(Source passage):
------------------------------------

# ❤❤❤Happy birthday to my dear dear Meatball!❤❤❤



## yingying (Jul 19, 2011)

*❤❤❤Happy birthday to my dear dear Meatball!❤❤❤*

My Meatball passed her two-year-old milestone on Jan 16th! :bday
I couldn't get my dear 2yo girl a decent shot for 10 days, but finally got one tonight! Happy birthday Meatball, I wish we will have many, many happy years together!


----------



## spirite (Jul 31, 2012)

eeeeee! She's so CUTE!!! Happy birthday to Meatball.  

She looks absolutely tiny - how big is she?


----------



## Nan (Oct 11, 2010)

Happy Birthday, Meatball! :catsm


----------



## ecat (Nov 18, 2012)

That is the best looking meatball I have ever seen! I could eat her right up (and I'm a vego)!


----------



## Leazie (Apr 14, 2007)

Happy birthday sweet girl.


----------



## yingying (Jul 19, 2011)

Thank you all for the kind words! Yeah, Meatball is really a sweetheart and she knows it. She got my whole family wrapped around her paws :luv


----------



## yingying (Jul 19, 2011)

spirite said:


> eeeeee! She's so CUTE!!! Happy birthday to Meatball.
> 
> She looks absolutely tiny - how big is she?


I think it's the big fluffy tail that gave you that impression  She is a mid-sized cat, weighting about 10lb. Though I would like her to lose half pound. We are working on it :lol:


----------



## Jetlaya67 (Sep 26, 2012)

What a fluffy tail!


----------



## crazyismycat (Feb 7, 2012)

*❤❤❤Happy birthday to my dear dear Meatball!❤❤❤*

She's a gorgeous kitty!!! How are siberians temperment wise


Sent from Petguide.com Free App


----------



## littlesushi (Jun 8, 2011)

*❤❤❤Happy birthday to my dear dear Meatball!❤❤❤*

Happy birthday Meatball!! She is as gorgeous as ever 


Sent from Petguide.com Free App


----------



## Marcia (Dec 26, 2010)

ecat said:


> *That is the best looking meatball I have ever seen! I could eat her right up* (and I'm a vego)!


ECHO!....except for the vego part! :2kitties


----------



## yingying (Jul 19, 2011)

crazyismycat said:


> She's a gorgeous kitty!!! How are siberians temperment wise


I can't say for all Siberians since Meatball is my first Sib  

Meatball is quite intelligent and extremely affectionate, to the point that she is possessive and can easily get jealousy ;-) She is not very playful, getting bored with her toys and my games fairly quick, but she is very active. She enjoys running around and jumping, and her favorite is playing catch and fight with Metoo. So I assume Sibs do the best in multicat household. Aside from the not-so-playful part, I really have no complaint about my Sib girl :luv


----------



## yingying (Jul 19, 2011)

@ecat and Marcia: Sorry, this Meatball is for display only, as I don't have a replacement if you folks eat her :lol:


----------



## 3furbabies (Dec 7, 2011)

*❤❤❤Happy birthday to my dear dear Meatball!❤❤❤*

Happy belated birthday meatball!! Btw, I LOVE the name. How did you come up with it??


Sent from Petguide.com Free App


----------



## Alex Harris (May 4, 2012)

Adorable,I love the name.

------------------------------------

(The tasks):
a: In the forum thread, about how much does Meatball weigh?
b: Reproduce the portion of the forum thread between "## ecat (Nov" and "(Apr 14, 2007)", inclusive.

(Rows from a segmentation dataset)
------------------------------------

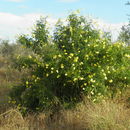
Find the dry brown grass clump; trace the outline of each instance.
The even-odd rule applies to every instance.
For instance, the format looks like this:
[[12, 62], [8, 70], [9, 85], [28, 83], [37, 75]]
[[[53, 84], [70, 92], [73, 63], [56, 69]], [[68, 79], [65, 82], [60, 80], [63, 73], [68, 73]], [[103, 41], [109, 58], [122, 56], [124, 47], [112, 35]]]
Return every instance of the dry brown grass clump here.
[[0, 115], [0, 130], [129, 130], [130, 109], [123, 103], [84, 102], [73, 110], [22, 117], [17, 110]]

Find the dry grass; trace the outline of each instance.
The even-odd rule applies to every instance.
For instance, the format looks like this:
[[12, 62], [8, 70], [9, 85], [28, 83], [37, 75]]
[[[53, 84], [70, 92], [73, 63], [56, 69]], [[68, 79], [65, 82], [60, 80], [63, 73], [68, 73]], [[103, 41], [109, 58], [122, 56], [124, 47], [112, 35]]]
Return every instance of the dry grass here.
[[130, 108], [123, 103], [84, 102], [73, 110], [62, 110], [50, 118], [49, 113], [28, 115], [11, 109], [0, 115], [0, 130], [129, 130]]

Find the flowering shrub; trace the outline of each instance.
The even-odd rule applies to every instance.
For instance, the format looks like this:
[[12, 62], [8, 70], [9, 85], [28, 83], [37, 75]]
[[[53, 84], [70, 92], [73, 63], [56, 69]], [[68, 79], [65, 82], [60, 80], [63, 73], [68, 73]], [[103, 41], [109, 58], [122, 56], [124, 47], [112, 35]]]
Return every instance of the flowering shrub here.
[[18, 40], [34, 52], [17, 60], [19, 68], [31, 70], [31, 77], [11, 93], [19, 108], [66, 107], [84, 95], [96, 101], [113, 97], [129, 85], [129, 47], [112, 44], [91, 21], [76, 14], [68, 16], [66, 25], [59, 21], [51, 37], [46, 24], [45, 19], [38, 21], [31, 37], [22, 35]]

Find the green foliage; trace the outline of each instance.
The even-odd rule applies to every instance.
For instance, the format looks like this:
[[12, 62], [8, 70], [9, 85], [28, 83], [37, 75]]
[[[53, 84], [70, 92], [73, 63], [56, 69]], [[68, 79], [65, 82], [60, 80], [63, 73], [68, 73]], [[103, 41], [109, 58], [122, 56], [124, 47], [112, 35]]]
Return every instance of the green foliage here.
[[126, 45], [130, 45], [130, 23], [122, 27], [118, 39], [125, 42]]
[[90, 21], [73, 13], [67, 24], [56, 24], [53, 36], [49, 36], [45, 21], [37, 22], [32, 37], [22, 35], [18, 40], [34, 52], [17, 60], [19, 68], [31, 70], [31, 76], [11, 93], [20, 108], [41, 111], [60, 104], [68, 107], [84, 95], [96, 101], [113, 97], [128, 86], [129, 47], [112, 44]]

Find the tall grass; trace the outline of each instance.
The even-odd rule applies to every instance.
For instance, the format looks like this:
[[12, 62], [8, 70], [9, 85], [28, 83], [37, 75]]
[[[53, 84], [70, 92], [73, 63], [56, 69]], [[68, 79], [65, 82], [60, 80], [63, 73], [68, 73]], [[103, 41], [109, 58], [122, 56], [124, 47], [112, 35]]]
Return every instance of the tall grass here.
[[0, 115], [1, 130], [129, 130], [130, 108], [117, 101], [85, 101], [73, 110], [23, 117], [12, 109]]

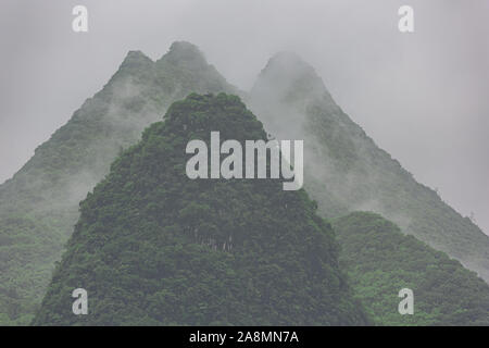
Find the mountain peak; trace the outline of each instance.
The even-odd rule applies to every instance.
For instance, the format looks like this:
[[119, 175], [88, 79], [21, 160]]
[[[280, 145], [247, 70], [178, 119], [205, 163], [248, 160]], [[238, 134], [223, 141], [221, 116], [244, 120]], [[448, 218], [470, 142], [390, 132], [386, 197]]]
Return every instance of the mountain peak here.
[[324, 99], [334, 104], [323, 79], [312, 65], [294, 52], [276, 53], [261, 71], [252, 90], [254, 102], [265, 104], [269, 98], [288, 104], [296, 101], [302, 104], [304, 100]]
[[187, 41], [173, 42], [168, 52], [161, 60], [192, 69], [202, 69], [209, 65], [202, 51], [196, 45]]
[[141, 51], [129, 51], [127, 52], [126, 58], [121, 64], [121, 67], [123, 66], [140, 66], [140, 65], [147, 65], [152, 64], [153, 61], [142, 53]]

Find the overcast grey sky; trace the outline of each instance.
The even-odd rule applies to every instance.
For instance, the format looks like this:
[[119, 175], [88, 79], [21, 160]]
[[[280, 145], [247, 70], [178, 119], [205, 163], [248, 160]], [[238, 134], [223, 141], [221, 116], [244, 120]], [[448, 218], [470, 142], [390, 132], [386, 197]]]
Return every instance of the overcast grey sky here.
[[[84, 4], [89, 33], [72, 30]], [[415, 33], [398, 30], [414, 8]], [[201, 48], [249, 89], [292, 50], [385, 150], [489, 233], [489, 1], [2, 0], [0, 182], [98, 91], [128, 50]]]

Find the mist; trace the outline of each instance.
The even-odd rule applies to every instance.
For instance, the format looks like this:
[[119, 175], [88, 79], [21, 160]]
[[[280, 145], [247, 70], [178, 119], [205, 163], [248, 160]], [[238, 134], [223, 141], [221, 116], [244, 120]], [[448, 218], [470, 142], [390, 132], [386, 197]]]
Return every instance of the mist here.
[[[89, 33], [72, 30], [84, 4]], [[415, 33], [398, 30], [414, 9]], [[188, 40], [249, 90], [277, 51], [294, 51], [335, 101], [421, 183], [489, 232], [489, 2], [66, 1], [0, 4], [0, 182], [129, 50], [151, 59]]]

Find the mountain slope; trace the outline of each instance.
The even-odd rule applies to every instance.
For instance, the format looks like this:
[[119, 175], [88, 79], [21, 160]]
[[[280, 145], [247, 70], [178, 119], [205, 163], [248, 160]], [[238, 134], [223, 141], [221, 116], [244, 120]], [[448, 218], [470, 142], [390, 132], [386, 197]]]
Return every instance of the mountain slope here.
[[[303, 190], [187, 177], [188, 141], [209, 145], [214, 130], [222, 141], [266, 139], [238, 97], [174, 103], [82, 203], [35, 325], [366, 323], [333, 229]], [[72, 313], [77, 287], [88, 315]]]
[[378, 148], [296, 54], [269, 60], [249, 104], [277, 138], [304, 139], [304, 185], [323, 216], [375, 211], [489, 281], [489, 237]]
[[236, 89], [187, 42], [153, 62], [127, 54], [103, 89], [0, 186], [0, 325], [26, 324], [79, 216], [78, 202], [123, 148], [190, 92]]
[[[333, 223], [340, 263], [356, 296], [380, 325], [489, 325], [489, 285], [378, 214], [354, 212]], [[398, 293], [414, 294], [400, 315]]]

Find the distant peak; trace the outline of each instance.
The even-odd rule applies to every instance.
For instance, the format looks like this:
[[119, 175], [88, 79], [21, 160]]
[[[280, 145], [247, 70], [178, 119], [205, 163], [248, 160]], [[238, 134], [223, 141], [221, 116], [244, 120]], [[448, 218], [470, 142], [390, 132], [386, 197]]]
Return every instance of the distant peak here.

------------------------------------

(Solutions):
a: About 10 lb.

b:
## ecat (Nov 18, 2012)

That is the best looking meatball I have ever seen! I could eat her right up (and I'm a vego)!


----------



## Leazie (Apr 14, 2007)